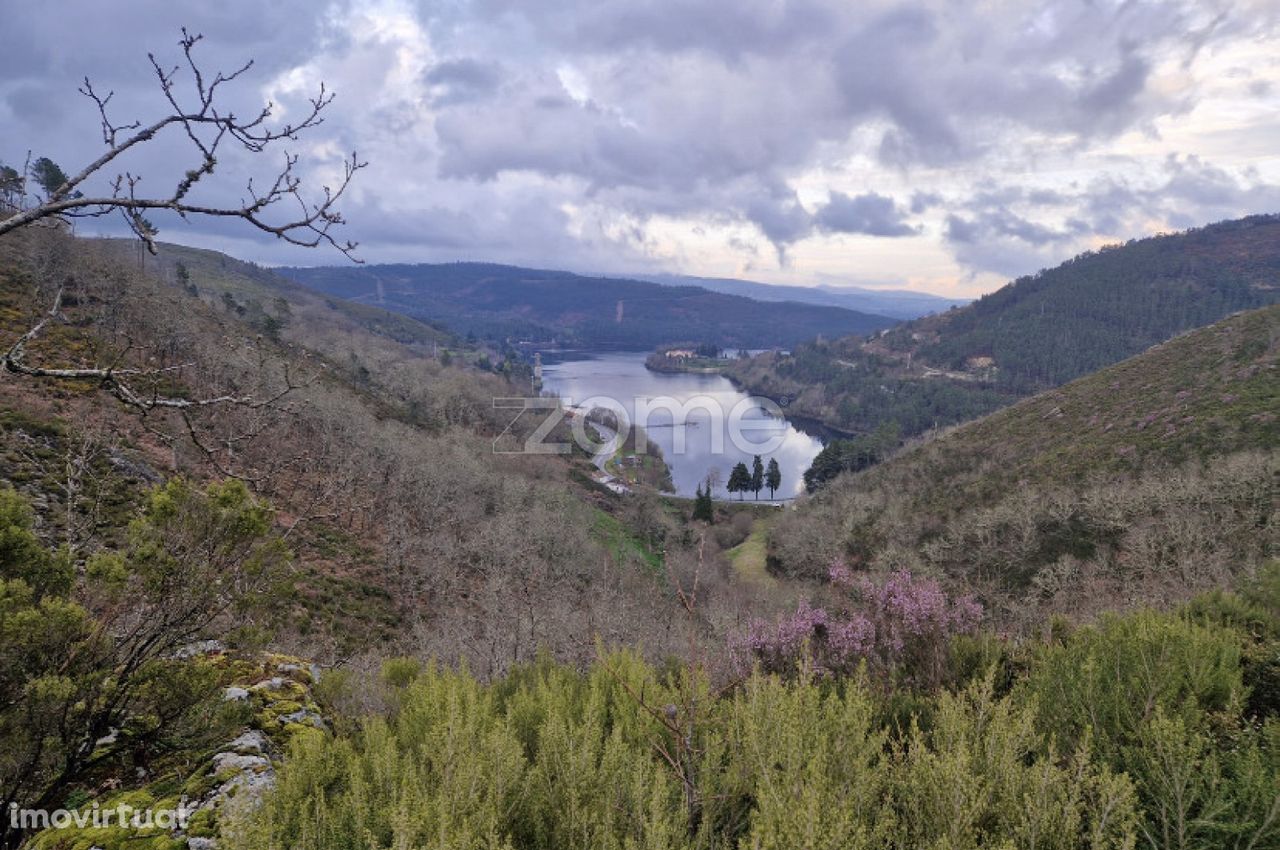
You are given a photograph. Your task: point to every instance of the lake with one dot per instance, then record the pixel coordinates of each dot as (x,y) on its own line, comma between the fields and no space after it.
(702,423)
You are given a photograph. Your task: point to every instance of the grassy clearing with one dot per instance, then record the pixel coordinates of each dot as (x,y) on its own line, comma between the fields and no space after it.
(749,556)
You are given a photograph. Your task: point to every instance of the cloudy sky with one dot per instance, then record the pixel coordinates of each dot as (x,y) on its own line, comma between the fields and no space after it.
(941,146)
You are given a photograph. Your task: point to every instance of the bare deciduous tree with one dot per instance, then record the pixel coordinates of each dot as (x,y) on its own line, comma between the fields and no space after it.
(209,128)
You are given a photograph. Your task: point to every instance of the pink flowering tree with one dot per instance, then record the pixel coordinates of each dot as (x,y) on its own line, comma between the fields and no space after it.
(901,625)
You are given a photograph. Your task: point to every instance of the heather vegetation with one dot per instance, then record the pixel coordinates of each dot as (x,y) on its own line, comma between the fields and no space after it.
(280,553)
(1139,731)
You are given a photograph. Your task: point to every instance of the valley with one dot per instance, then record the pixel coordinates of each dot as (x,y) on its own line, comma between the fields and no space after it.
(365,526)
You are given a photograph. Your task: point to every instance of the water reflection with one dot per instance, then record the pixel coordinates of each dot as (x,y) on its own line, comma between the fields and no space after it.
(707,446)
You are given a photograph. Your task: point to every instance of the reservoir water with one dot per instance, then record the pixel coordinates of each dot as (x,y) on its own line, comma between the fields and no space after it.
(702,421)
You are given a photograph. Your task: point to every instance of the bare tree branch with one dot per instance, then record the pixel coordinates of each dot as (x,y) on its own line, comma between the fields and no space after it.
(206,127)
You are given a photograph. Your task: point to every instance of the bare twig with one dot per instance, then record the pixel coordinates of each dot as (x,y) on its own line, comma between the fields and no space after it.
(206,127)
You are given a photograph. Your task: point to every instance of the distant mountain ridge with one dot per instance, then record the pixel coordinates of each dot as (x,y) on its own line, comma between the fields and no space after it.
(896,304)
(560,307)
(1032,334)
(1144,481)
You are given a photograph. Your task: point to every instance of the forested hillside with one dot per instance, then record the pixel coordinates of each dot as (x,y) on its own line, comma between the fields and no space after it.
(511,304)
(376,451)
(1136,484)
(1037,332)
(895,304)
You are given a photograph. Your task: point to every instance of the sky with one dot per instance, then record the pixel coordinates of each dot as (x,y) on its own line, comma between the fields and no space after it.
(933,145)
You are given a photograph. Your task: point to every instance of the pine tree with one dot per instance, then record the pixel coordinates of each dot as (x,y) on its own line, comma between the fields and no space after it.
(703,507)
(773,476)
(739,480)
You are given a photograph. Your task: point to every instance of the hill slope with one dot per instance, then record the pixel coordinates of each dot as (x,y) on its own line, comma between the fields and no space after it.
(1034,333)
(507,302)
(1143,481)
(382,461)
(895,304)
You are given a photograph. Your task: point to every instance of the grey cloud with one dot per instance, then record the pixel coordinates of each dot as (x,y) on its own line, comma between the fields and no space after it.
(458,81)
(700,110)
(1014,231)
(871,214)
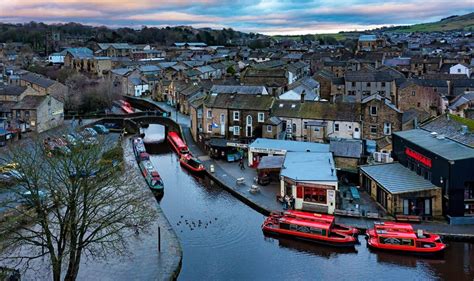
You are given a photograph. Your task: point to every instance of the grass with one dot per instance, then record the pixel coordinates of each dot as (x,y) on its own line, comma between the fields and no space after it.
(465,121)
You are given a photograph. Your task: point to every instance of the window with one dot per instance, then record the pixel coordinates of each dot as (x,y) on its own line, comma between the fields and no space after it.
(236,116)
(315,195)
(387,128)
(373,110)
(236,131)
(373,129)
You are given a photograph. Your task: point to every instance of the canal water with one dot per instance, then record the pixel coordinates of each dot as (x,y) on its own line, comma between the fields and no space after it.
(222,240)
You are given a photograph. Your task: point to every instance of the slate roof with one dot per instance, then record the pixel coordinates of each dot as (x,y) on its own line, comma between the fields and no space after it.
(349,148)
(316,110)
(11,90)
(368,76)
(451,129)
(37,80)
(301,166)
(237,89)
(396,178)
(30,102)
(240,102)
(445,148)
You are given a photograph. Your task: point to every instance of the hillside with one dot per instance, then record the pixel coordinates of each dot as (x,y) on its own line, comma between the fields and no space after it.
(35,34)
(464,22)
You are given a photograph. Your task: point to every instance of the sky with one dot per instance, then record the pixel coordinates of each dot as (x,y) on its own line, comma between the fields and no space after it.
(271,17)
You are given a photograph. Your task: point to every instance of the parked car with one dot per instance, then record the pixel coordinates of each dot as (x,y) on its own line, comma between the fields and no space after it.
(89,132)
(100,129)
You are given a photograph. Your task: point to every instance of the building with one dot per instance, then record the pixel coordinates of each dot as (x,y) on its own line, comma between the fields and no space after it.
(265,147)
(318,121)
(312,191)
(38,113)
(443,162)
(400,191)
(379,117)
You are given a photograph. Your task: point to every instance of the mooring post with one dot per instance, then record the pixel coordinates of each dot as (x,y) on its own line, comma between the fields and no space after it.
(159,239)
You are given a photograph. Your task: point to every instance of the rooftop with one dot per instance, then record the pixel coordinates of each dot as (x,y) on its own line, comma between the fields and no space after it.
(396,178)
(445,147)
(301,166)
(292,146)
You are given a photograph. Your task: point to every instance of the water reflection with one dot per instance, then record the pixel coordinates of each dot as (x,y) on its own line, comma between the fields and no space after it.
(222,240)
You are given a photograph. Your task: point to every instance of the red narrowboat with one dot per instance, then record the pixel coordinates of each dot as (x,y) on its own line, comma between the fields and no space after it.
(177,143)
(191,163)
(341,228)
(314,231)
(400,237)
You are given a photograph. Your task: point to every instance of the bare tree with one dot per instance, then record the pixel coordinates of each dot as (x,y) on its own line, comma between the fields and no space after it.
(78,202)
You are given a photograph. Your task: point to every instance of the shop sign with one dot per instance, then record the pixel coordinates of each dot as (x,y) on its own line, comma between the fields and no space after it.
(418,157)
(267,150)
(240,145)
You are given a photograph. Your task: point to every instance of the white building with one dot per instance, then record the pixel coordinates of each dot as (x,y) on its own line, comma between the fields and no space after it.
(460,69)
(313,191)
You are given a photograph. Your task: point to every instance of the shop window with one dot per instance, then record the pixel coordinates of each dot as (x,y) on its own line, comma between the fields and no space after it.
(373,110)
(315,195)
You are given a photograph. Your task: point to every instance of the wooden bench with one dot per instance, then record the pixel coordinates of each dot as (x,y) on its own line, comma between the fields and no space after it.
(240,181)
(408,218)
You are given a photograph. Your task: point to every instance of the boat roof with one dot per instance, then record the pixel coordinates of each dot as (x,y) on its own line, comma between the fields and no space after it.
(300,222)
(314,216)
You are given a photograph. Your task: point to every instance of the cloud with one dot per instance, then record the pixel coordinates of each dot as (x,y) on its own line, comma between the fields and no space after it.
(266,16)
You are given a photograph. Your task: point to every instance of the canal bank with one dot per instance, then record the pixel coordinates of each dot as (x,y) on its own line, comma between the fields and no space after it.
(265,202)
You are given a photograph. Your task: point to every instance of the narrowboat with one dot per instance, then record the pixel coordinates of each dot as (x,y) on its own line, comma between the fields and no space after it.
(341,228)
(177,143)
(138,147)
(191,163)
(400,237)
(313,231)
(151,176)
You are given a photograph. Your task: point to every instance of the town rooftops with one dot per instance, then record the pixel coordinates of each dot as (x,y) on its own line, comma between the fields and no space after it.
(285,145)
(301,166)
(316,110)
(231,89)
(443,147)
(368,76)
(37,80)
(30,102)
(367,37)
(396,178)
(11,90)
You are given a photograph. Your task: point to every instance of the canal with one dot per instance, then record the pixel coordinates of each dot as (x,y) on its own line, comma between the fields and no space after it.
(222,240)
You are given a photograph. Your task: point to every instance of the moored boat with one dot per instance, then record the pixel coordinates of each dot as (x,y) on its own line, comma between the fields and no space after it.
(314,231)
(191,163)
(400,237)
(151,176)
(177,143)
(341,228)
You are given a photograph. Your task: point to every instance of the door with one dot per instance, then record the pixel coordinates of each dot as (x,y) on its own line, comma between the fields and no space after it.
(248,132)
(222,125)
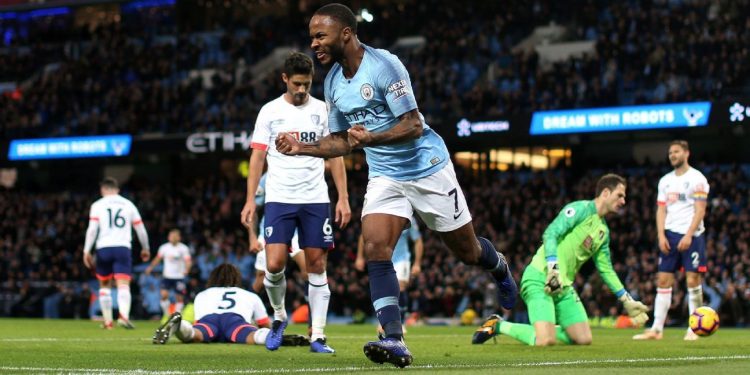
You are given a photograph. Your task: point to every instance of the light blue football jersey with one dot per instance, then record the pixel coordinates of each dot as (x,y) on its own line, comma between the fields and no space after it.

→ **Work item**
Starting at the line that contains "the canal with" and ending at the final line of the data, reproduce each line exactly. Pictures stay out of the copy.

→ **Output of the task**
You are given a photograph. Your task: point to every instance of the canal with one dot per instance, then record the pixel coordinates of each dot as (x,y) on its own line, comma between the fields and no space after it.
(222,240)
You are given a photograph. Your task: point to every instance of the moored boat with one dot per instance, then record the pixel coordinates of each dot as (x,y) on its own line, comma between the fields and no space after it.
(314,231)
(191,163)
(400,237)
(151,176)
(177,143)
(341,228)
You are given a photograph. Your task: point to every instance of the door with one dot per instance, then record the pixel coordinates of each dot as (x,y) on its own line, comma between the fields and no space after it.
(248,132)
(222,125)
You are given a photograph. Your task: point to every instance of the light blue football jersey with one dot per instance, then record the pixel coordinates of each dot as (x,y) on its own line, comma between the fields and no space after it.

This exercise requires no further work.